[Data records]
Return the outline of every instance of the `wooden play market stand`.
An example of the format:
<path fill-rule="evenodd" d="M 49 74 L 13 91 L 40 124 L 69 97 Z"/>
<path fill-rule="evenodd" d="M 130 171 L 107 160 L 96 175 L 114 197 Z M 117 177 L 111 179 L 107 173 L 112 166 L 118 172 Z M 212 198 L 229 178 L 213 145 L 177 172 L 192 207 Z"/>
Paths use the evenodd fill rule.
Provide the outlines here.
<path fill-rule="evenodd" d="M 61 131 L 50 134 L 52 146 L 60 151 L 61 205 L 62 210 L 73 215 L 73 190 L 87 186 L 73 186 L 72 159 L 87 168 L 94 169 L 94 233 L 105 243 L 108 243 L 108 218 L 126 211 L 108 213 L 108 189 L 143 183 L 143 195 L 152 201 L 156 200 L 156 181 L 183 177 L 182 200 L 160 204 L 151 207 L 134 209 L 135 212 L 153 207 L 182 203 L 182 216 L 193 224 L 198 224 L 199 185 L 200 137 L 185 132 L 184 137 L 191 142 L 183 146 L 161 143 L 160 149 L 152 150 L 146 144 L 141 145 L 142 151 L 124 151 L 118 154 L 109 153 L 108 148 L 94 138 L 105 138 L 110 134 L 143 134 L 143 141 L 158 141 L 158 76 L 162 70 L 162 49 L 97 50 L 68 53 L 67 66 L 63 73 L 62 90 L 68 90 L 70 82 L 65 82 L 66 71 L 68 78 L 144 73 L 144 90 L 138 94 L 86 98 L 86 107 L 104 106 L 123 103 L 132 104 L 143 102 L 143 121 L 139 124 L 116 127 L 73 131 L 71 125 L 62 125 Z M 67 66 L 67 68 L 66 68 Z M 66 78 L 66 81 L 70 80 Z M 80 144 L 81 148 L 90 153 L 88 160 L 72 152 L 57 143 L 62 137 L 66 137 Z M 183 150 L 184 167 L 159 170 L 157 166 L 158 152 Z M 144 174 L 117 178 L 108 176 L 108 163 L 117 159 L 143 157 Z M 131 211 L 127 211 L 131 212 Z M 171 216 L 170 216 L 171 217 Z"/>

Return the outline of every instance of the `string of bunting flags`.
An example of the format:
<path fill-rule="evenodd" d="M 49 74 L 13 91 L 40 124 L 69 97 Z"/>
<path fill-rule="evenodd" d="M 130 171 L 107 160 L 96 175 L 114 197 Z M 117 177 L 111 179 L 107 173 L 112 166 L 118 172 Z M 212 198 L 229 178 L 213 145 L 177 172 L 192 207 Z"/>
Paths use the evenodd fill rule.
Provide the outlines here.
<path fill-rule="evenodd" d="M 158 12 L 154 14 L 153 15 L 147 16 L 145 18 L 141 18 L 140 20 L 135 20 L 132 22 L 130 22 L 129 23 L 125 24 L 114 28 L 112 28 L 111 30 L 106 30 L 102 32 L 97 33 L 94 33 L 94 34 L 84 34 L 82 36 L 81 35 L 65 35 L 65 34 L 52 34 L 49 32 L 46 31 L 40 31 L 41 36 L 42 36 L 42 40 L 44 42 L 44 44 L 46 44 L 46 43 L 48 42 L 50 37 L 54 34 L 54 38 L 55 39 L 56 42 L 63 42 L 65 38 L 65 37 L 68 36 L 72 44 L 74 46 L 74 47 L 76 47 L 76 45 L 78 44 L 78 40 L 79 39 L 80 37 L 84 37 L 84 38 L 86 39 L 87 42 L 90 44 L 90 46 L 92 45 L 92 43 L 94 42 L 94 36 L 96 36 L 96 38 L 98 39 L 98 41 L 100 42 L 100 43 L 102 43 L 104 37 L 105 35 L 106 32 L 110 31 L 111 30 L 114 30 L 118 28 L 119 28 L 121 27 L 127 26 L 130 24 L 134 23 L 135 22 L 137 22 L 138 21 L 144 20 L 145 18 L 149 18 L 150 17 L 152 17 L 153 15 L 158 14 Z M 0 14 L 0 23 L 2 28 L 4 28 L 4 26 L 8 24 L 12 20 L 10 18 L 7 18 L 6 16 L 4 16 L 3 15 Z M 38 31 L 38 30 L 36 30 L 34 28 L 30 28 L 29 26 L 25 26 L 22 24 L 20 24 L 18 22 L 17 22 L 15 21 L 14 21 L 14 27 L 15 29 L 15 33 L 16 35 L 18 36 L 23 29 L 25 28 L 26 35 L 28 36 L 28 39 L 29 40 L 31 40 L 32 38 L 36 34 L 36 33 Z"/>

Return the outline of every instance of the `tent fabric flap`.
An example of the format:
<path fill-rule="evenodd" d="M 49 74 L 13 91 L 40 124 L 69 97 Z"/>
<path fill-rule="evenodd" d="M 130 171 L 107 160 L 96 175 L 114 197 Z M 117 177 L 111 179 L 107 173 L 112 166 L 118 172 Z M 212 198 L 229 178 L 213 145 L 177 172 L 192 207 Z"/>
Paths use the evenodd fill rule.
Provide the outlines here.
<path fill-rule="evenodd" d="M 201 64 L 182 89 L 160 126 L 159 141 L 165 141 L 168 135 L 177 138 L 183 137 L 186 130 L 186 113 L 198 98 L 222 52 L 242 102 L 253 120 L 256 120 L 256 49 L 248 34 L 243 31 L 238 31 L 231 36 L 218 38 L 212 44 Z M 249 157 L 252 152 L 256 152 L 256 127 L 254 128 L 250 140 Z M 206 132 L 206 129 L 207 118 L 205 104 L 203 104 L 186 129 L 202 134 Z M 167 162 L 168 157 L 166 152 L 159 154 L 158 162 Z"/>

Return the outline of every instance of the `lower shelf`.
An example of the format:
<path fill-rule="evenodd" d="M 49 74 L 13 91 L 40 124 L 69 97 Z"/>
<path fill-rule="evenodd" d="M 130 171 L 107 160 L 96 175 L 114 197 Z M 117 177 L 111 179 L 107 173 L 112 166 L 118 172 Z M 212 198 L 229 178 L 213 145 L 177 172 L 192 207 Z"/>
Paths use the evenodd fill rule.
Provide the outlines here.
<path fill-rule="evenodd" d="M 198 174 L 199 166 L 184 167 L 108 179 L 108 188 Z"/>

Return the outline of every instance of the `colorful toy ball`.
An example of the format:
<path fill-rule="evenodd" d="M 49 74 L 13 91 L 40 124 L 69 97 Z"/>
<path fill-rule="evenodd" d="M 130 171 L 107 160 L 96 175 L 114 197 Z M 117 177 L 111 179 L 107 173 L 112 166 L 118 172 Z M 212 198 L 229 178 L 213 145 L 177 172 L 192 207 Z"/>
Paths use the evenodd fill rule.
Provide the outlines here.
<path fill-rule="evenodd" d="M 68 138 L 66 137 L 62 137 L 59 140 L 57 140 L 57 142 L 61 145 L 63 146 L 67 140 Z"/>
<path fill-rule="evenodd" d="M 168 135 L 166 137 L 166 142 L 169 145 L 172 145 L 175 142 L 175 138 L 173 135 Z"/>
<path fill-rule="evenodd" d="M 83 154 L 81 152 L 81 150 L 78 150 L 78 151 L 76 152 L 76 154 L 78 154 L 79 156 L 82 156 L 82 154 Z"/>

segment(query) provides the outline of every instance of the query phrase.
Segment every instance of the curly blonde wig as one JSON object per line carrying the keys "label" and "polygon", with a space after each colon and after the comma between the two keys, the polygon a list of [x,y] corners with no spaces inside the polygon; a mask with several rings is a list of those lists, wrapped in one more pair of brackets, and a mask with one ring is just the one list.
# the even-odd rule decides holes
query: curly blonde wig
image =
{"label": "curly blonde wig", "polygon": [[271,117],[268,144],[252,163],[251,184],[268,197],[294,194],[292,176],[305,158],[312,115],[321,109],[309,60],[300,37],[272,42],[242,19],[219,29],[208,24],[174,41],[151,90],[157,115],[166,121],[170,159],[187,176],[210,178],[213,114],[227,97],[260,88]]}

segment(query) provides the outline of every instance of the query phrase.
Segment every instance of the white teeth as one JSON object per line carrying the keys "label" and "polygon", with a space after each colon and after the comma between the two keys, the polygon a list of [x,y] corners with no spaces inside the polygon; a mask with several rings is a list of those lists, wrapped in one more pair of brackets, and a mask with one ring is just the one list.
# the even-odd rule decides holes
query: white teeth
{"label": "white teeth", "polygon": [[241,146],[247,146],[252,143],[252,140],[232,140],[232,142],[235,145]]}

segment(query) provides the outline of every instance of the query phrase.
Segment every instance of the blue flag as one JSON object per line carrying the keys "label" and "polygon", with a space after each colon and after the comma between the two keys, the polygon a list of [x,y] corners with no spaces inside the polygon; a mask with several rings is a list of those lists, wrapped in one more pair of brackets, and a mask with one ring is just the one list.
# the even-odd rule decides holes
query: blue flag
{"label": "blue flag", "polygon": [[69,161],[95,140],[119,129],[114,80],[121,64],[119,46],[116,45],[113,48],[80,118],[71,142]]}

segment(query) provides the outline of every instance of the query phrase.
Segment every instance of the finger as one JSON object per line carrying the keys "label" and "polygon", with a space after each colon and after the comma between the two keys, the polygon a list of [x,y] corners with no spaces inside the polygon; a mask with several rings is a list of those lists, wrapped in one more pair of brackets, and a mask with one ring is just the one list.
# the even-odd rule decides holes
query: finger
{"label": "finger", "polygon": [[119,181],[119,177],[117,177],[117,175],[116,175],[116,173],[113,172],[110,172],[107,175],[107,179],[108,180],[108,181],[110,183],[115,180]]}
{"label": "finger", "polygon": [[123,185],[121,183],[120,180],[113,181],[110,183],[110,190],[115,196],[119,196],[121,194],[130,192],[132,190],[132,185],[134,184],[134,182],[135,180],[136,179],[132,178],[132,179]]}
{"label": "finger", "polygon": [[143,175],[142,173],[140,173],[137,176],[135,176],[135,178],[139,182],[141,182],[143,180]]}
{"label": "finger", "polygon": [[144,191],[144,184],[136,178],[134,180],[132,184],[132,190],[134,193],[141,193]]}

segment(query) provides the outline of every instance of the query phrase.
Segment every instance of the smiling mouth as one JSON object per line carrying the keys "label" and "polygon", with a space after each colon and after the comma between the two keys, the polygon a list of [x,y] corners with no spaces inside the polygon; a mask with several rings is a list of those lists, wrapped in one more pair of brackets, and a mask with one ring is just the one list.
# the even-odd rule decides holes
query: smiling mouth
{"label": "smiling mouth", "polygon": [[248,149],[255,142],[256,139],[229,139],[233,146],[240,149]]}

-- WHAT YOU ARE ASKED TO DO --
Write out again the listing from its first line through the line containing "61 131 L 50", including both of those lines.

-- COMPLETE OUTPUT --
Return the outline of every instance of the `wooden play market stand`.
An example of the format:
<path fill-rule="evenodd" d="M 49 74 L 13 91 L 40 124 L 69 97 Z"/>
<path fill-rule="evenodd" d="M 130 171 L 107 160 L 96 175 L 114 197 Z M 117 177 L 111 179 L 107 173 L 112 166 L 118 172 Z M 212 198 L 229 178 L 213 145 L 177 172 L 192 207 Z"/>
Paths use the evenodd fill rule.
Provide the outlines here.
<path fill-rule="evenodd" d="M 61 131 L 50 134 L 52 146 L 60 151 L 61 205 L 62 210 L 73 215 L 73 190 L 87 186 L 73 186 L 72 159 L 87 168 L 94 169 L 94 233 L 105 243 L 108 243 L 108 218 L 126 211 L 108 213 L 108 189 L 143 183 L 143 195 L 152 201 L 156 200 L 156 181 L 183 177 L 182 200 L 160 204 L 151 207 L 134 209 L 135 212 L 153 207 L 182 203 L 182 216 L 193 224 L 198 224 L 199 185 L 200 137 L 185 132 L 184 137 L 191 142 L 183 146 L 161 143 L 160 149 L 152 150 L 146 144 L 141 145 L 142 151 L 124 151 L 118 154 L 109 153 L 108 148 L 94 138 L 105 138 L 110 134 L 143 134 L 143 141 L 158 141 L 158 76 L 162 70 L 162 49 L 97 50 L 68 53 L 67 66 L 63 73 L 62 90 L 68 90 L 70 82 L 65 82 L 66 71 L 68 78 L 144 73 L 144 90 L 138 94 L 86 98 L 86 107 L 104 106 L 123 103 L 132 104 L 143 102 L 143 121 L 139 124 L 116 127 L 73 131 L 71 125 L 62 125 Z M 67 66 L 67 68 L 66 68 Z M 66 78 L 66 81 L 70 80 Z M 80 144 L 81 148 L 90 153 L 88 160 L 72 152 L 57 143 L 62 137 L 66 137 Z M 183 150 L 184 167 L 159 170 L 157 166 L 158 152 Z M 144 174 L 117 178 L 108 176 L 108 163 L 117 159 L 143 157 Z M 131 211 L 127 211 L 131 212 Z M 171 216 L 170 216 L 171 217 Z"/>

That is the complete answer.